EXERCISE INSTRUCTIONS =>
1: In the Disney parks text below, what is the cost given for Disneyland Shanghai?
2: Name every Disney theme park that the Disney parks text below mentions.

TEXT =>
Disney officials are, likewise, expecting a steep drop in attendance at its newest international theme park, the $5.5 billion Disneyland Shanghai, in its second year of operations, after reports surfaced in the news media that park attendance has plummeted in recent months due to bad word-of-mouth from park visitors on social media in the mainland.

The entrance of the Disneyland Hong Kong resort in Penny's Bay, Hong Kong
This kind of bad news was not totally unexpected and is in line with previous patterns seen at both Disneyland Paris and Disneyland Hong Kong during their sophomore years of operation, when those parks, likewise, both began garnering bad word-of-mouth from the public over guest service problems and a clash of cultures between park visitors or employees and the Walt Disney Company inside the theme parks.

If there are any serious problems inside a new Disney theme park, the honeymoon between visitors or employees and Disney is typically over well before the end of the first year of operation.

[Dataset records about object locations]
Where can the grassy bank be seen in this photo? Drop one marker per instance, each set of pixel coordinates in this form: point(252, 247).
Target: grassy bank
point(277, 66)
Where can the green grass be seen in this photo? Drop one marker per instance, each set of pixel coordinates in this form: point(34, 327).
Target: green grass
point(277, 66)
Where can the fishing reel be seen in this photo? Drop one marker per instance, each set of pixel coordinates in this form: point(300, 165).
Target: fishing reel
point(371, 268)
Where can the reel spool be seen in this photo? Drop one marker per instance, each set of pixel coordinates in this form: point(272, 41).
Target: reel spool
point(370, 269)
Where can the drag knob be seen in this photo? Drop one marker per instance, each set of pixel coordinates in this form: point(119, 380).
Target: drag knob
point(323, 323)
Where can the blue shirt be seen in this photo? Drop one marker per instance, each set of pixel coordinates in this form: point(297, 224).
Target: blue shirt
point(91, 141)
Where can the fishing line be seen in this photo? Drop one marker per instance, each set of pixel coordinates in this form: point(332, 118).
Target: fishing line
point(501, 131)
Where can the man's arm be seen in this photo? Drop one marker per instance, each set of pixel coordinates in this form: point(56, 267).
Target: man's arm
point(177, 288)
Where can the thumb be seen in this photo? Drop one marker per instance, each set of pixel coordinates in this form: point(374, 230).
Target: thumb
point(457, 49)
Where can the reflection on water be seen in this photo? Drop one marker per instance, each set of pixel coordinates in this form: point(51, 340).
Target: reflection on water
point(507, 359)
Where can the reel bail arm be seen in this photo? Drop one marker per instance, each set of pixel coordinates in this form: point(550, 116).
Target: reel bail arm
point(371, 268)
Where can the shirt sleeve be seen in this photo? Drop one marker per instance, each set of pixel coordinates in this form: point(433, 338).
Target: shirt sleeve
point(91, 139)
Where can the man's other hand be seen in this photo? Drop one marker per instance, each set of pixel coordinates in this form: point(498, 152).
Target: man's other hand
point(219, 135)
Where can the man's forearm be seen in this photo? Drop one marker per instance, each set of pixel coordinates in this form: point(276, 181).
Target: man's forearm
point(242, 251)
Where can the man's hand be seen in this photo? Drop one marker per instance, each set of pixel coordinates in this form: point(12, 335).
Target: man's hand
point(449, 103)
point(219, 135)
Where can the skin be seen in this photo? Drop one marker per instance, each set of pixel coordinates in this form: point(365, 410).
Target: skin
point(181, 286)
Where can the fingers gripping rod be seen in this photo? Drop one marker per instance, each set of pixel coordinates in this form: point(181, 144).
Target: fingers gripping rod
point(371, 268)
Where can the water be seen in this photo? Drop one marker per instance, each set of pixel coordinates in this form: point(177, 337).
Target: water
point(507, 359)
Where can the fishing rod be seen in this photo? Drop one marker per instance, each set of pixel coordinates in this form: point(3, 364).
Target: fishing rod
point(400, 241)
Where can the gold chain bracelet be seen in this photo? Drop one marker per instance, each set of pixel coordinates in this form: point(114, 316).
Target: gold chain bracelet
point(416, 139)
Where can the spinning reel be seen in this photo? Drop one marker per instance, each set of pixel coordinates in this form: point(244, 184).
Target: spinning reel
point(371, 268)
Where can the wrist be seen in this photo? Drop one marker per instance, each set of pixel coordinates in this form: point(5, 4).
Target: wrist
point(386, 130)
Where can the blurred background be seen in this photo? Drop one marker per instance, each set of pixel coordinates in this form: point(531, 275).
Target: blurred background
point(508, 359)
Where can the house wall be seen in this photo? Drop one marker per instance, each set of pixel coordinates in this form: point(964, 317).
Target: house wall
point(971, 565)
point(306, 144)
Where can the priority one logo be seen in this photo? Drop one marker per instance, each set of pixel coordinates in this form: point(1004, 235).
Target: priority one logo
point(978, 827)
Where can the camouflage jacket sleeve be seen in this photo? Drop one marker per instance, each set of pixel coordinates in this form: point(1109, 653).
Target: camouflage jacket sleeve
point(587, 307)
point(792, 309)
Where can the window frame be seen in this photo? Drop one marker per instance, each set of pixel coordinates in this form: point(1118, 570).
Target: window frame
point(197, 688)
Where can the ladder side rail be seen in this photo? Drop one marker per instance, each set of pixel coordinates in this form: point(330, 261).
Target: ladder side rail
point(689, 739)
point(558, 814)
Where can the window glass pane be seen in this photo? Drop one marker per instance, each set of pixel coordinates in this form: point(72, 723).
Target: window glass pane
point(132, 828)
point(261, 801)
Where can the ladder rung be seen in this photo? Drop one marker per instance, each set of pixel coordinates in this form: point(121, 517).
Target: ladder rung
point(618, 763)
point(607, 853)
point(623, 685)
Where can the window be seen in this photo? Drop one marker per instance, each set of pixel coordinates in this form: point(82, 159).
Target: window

SOLUTIONS BY TASK =>
1: $5.5 billion

2: Disneyland Shanghai, Disneyland Paris, Disneyland Hong Kong